• **WHAT IS REQUIRED**: Present the lines below as a Markdown table with the columns "Row" and "Line text." Number each line in order and leave out blank lines.

+-------+

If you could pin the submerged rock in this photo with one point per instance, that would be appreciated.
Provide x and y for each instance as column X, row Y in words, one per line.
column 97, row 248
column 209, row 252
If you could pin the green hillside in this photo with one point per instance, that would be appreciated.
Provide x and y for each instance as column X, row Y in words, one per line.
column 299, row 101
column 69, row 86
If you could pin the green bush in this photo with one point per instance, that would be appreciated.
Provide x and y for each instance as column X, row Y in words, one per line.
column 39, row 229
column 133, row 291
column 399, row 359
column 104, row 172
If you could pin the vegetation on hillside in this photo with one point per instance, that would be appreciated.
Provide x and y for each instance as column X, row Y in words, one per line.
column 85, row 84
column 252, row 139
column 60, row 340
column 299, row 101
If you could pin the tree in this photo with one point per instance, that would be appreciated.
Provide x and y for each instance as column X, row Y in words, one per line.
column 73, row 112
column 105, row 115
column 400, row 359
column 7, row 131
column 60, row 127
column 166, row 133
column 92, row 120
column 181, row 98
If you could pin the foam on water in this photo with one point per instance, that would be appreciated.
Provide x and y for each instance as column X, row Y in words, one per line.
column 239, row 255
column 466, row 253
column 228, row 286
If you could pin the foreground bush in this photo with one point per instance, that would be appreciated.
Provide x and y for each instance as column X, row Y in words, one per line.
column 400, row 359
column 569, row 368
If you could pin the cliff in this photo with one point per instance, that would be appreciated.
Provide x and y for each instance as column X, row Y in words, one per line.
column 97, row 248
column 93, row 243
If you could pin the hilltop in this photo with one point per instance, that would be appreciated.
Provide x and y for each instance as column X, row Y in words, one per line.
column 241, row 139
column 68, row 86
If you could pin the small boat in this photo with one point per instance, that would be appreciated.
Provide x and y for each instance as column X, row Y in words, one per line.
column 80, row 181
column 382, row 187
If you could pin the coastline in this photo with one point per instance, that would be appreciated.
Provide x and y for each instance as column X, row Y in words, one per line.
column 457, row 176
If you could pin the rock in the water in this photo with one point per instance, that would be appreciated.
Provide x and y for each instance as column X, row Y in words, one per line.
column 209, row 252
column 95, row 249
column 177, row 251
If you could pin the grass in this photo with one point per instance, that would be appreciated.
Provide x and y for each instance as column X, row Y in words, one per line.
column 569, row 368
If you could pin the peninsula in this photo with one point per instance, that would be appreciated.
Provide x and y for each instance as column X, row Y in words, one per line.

+-------+

• **EXERCISE ANSWER**:
| Row | Line text |
|---|---|
| 1 | If you could pin the submerged rock in this photo with one point per instance, that would be appreciated. |
| 2 | Provide x and y for each instance as column X, row Y in words, one per line. |
| 3 | column 97, row 248 |
| 4 | column 209, row 252 |
| 5 | If you could pin the green hillside in this photo with one point per instance, that would be appreciated. |
| 6 | Provide x and y for each instance as column X, row Y in words, one per line. |
| 7 | column 299, row 101 |
| 8 | column 69, row 86 |
| 9 | If you could pin the green bush in this photo with one point per instance, that would be appreciated. |
| 10 | Provide x and y for each instance as column X, row Y in words, one per line. |
| 11 | column 39, row 229 |
| 12 | column 133, row 291 |
| 13 | column 399, row 359 |
| 14 | column 104, row 172 |
| 15 | If you could pin the vegetation on hillside in this photo with one point per instance, that would be appreciated. |
| 16 | Provide x and y for each instance as column X, row Y in words, one per line. |
| 17 | column 85, row 84 |
| 18 | column 252, row 139 |
| 19 | column 60, row 340 |
| 20 | column 299, row 101 |
| 21 | If you could pin the tree in this photo with one point per instance, that would be appreciated. |
| 22 | Provide x and y for each instance as column X, row Y in words, one per line. |
| 23 | column 73, row 112 |
| 24 | column 105, row 115 |
| 25 | column 400, row 359 |
| 26 | column 7, row 131 |
| 27 | column 60, row 127 |
| 28 | column 166, row 133 |
| 29 | column 92, row 120 |
| 30 | column 181, row 98 |
| 31 | If you could pin the foam on water in this photo with one point per instance, that would be appreciated. |
| 32 | Provide x and y for each instance as column X, row Y in words, one per line. |
| 33 | column 239, row 255 |
| 34 | column 466, row 253 |
| 35 | column 228, row 286 |
| 36 | If you could pin the foreground bush in this photo with one point per instance, that would be appreciated. |
| 37 | Provide x and y for each instance as column X, row Y in words, one per line. |
| 38 | column 400, row 359 |
| 39 | column 569, row 368 |
| 40 | If you could pin the cliff in this photo with one point per instance, that would be appreciated. |
| 41 | Provide x and y for each instance as column X, row Y in words, one per line. |
| 42 | column 97, row 248 |
| 43 | column 93, row 243 |
| 44 | If you could pin the hilltop in this photo with one point per instance, that would be appreciated. |
| 45 | Provide x and y for each instance as column X, row Y in words, one per line. |
| 46 | column 241, row 139 |
| 47 | column 68, row 86 |
| 48 | If you could pin the small boat in this photo with one point per instance, that would be appreciated. |
| 49 | Provide x and y for each instance as column X, row Y in words, one per line. |
| 50 | column 80, row 181 |
| 51 | column 382, row 187 |
| 52 | If you could pin the coastline in this photo with one point per instance, that would be appreciated. |
| 53 | Provide x and y for each instance as column X, row Y in words, one per line. |
| 54 | column 457, row 176 |
| 55 | If you could pin the rock in the water in this photo with one point per instance, that would be appreciated. |
| 56 | Provide x and y for each instance as column X, row Y in words, one per line. |
| 57 | column 209, row 252 |
| 58 | column 95, row 249 |
| 59 | column 177, row 251 |
| 60 | If you could pin the grass in this photo with one point per instance, that would be appreciated. |
| 61 | Provide x and y for each instance as column X, row Y in words, one per line. |
| 62 | column 569, row 368 |
| 63 | If you could pin the peninsula in this photo with one point per instance, that would be appreciated. |
| 64 | Provide x and y for each instance as column X, row Y in words, one per line. |